§ Exercise
Look through the entries for the string "arched" and copy every line where it shows up.

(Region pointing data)
-------

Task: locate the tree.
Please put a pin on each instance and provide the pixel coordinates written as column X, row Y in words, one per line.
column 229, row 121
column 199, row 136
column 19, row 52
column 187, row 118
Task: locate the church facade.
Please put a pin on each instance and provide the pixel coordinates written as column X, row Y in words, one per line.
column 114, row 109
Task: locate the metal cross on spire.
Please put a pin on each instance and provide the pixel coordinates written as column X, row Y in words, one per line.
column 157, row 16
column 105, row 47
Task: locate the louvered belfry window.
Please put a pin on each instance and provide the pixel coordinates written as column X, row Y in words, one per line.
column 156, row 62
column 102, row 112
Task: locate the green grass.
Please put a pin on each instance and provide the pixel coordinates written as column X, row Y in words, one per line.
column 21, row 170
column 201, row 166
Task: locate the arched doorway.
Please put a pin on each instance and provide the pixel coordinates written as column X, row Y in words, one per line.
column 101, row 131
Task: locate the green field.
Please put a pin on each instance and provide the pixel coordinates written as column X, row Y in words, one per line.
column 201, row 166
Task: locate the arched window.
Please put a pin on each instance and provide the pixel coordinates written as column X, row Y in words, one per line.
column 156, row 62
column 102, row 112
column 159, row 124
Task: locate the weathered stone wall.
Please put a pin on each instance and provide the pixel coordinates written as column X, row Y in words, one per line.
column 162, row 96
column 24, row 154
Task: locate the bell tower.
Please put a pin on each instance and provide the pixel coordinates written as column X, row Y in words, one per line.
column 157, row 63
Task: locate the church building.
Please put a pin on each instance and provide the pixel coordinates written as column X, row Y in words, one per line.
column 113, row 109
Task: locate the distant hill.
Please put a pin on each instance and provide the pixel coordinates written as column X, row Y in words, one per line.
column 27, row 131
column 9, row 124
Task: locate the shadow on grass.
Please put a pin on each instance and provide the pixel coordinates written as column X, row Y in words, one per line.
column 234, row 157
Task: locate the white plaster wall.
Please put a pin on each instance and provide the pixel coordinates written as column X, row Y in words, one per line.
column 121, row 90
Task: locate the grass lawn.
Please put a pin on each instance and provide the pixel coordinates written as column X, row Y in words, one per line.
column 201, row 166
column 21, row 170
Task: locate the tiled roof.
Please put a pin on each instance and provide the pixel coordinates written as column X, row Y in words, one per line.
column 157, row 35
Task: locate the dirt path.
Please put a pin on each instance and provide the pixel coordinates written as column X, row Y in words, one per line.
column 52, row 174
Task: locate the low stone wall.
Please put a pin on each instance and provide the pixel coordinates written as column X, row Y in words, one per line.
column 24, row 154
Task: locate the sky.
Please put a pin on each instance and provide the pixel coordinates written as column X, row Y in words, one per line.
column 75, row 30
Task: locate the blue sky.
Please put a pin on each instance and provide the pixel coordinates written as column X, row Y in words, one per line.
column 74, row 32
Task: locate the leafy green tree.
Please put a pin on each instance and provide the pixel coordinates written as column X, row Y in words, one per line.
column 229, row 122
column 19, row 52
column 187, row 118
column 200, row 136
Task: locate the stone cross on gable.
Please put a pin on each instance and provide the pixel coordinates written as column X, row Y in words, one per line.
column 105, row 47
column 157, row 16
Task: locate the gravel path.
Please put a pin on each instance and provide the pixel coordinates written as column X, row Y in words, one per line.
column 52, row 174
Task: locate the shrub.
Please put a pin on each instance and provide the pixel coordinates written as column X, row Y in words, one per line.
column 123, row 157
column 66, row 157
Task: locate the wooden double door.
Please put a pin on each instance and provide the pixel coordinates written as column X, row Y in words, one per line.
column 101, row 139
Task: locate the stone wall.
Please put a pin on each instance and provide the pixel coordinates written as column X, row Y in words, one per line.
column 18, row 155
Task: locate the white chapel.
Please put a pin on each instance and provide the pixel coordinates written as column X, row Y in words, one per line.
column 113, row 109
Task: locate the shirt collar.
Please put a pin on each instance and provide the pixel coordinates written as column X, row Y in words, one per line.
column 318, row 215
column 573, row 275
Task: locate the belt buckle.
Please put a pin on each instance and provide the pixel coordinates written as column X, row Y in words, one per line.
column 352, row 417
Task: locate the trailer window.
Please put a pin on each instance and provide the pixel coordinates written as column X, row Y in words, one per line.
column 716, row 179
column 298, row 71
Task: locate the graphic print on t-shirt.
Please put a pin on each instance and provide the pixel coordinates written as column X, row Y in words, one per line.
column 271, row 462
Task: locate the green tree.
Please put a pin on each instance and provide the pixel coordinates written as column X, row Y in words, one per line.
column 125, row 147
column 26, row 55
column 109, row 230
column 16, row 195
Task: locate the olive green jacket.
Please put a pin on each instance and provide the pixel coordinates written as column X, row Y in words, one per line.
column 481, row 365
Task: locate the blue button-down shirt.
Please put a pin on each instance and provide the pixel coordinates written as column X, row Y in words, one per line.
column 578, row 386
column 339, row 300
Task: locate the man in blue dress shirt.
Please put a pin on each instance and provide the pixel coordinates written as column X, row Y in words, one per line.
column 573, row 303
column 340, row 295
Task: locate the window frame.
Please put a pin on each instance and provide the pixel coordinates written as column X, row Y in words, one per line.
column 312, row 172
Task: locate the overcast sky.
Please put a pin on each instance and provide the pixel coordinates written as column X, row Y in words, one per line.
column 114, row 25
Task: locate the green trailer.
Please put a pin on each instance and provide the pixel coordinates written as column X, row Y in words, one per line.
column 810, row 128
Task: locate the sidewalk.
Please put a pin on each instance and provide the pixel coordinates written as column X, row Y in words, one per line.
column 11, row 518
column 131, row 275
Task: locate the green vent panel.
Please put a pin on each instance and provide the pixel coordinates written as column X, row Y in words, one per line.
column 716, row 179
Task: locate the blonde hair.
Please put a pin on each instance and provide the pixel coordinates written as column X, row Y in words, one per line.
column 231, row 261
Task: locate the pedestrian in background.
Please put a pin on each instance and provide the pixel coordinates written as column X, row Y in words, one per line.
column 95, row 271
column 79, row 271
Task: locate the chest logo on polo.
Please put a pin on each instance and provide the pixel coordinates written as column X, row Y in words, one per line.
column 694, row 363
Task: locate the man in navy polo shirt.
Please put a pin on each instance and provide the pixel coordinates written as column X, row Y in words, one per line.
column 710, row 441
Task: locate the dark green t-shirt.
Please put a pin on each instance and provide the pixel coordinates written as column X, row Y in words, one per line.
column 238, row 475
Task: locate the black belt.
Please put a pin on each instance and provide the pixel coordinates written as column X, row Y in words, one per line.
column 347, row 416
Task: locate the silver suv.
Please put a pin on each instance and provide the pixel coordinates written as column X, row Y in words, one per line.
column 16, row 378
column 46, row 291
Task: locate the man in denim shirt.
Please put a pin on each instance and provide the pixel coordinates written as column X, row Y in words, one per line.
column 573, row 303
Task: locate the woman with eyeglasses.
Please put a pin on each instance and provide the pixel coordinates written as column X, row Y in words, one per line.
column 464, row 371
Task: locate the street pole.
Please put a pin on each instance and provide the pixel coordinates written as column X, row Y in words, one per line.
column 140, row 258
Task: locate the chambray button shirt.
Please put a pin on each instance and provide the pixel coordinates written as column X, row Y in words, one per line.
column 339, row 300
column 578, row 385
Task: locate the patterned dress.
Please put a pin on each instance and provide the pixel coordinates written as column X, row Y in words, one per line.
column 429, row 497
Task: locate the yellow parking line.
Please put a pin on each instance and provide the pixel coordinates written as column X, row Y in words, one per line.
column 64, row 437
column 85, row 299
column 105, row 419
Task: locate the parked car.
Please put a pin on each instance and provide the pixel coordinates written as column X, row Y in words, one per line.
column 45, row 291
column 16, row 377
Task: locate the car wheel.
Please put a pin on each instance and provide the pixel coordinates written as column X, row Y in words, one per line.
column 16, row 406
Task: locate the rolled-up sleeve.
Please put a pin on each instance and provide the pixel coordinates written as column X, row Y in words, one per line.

-------

§ Expected output
Task: locate the arched doorway.
Task: locate the arched window.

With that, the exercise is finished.